::: Data supplied

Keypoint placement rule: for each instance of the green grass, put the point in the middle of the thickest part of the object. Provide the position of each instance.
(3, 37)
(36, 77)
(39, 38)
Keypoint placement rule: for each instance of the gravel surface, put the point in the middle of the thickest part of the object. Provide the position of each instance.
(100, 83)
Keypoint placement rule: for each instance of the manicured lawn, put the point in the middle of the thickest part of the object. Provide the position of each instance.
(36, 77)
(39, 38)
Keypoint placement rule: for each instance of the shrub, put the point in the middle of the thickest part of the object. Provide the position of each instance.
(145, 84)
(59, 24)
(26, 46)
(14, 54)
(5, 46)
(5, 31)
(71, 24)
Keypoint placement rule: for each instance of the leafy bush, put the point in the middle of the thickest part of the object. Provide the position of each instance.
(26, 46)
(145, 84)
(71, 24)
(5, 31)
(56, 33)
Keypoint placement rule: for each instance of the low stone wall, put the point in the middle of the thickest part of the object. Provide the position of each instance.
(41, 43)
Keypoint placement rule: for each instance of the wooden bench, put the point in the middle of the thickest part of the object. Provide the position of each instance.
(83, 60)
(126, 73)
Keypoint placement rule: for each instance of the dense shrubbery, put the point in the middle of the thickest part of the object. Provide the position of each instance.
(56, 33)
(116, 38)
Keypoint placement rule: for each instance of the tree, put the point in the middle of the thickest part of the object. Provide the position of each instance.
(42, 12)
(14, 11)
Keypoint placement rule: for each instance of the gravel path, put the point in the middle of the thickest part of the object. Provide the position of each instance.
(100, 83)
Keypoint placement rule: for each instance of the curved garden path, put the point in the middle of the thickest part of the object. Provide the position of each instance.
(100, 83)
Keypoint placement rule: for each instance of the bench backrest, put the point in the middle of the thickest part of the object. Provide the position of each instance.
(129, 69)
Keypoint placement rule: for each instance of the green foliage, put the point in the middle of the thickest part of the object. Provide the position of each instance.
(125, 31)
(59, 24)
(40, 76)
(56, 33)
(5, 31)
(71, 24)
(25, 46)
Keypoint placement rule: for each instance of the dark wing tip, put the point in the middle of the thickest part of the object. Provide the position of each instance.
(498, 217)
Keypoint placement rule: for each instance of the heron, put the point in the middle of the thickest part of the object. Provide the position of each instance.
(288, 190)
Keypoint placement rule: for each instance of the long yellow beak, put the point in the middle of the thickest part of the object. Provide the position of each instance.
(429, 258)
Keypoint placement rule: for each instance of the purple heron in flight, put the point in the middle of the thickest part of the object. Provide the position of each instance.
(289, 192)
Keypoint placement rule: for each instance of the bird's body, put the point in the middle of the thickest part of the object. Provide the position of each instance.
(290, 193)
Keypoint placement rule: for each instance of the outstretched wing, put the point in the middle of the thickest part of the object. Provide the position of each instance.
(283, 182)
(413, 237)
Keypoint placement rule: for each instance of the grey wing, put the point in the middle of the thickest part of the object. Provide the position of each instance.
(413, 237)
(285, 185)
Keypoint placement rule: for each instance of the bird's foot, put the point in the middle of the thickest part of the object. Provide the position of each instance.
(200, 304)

::::::

**Stated exercise:** Output all of the material exactly as written.

**Task solution:**
Keypoint placement rule: for each instance of the green grass, put the point in the middle of the thickest part of the object. Provide the position of each instance.
(3, 37)
(36, 77)
(39, 38)
Keypoint placement rule: for each instance of the gravel surface, put the point in the middle of the thickest part of the object. Provide the position of each instance.
(100, 83)
Keypoint placement rule: for each instance of the manicured lawn, put the point in the middle of the thickest part of the object. Provide the position of each instance.
(36, 77)
(39, 38)
Keypoint placement rule: for each instance of the shrub, put the point in the middle of the thickest part of the object. Provide the position of each instance.
(145, 84)
(59, 24)
(26, 46)
(14, 54)
(5, 46)
(5, 31)
(71, 24)
Keypoint placement rule: for each instance of the leafy bush, put the point in the middle of the thickest part of the object. Provide the position of each instance.
(26, 46)
(145, 84)
(71, 24)
(5, 31)
(56, 33)
Keypoint placement rule: for each instance of the low stone wall, put the point in the middle of the thickest part of the object. Provide the position of each instance.
(41, 43)
Keypoint placement rule: for each instance of the wooden bench, put the point in the middle of the thickest part of the object. Provide the position of each instance.
(83, 60)
(126, 73)
Keypoint placement rule: for each instance of the dense shrubbery, put the point in the middle of the thickest part of the object. Provide the position of each instance.
(56, 33)
(116, 38)
Keypoint placement rule: for each instance of the tree, put the point in the middle of the thickest part of the object. Provide the position of each instance.
(42, 12)
(14, 11)
Keypoint placement rule: for each instance of the gravel path, put the point in the middle of the thickest part of the object. Provide the position of each instance.
(100, 83)
Keypoint placement rule: for each instance of the curved garden path, put the point in the middle of the thickest part of the object. Provide the position of each instance.
(100, 83)
Keypoint placement rule: for each instance of the bench backrest, put the point in the middle of the thickest part of the object. Provide the position of each instance.
(129, 69)
Keypoint placement rule: for each instance of the green foliage, put the point in the middle of the thickest part of the object. Provide the position of each instance.
(125, 31)
(59, 24)
(40, 76)
(56, 33)
(5, 31)
(71, 24)
(25, 46)
Keypoint placement rule: for each instance of the dark wing tip, put the point in the middle of the thickest part of the object. Provide the position of each instance.
(498, 217)
Keypoint placement rule: for each instance of the heron, put the point in the middle of the thickest part of the object. Provide the position of each instance.
(288, 190)
Keypoint placement rule: for each instance of the long yellow beak, put the point in the middle of the thickest part of the object. Provide the position of each instance.
(429, 258)
Keypoint placement rule: for each instance of the purple heron in flight, put the point in the middle of the thickest part of the object. Provide the position of each instance.
(289, 192)
Keypoint placement rule: for each instance of the bird's body, put the point in the middle of the thickest part of the object. Provide the position of each instance.
(290, 193)
Keypoint placement rule: for each instance of the outstretched wing, put the point in the middle of the thickest part of the object. Provide the position of each instance.
(283, 182)
(413, 237)
Keypoint placement rule: for each instance of the grey wing, put the point in the middle of the thickest part of the object. Provide the position of each instance.
(413, 237)
(285, 185)
Keypoint placement rule: for each instance of the bird's foot, put the point in the middle of the thickest part of the object. Provide the position of each instance.
(200, 304)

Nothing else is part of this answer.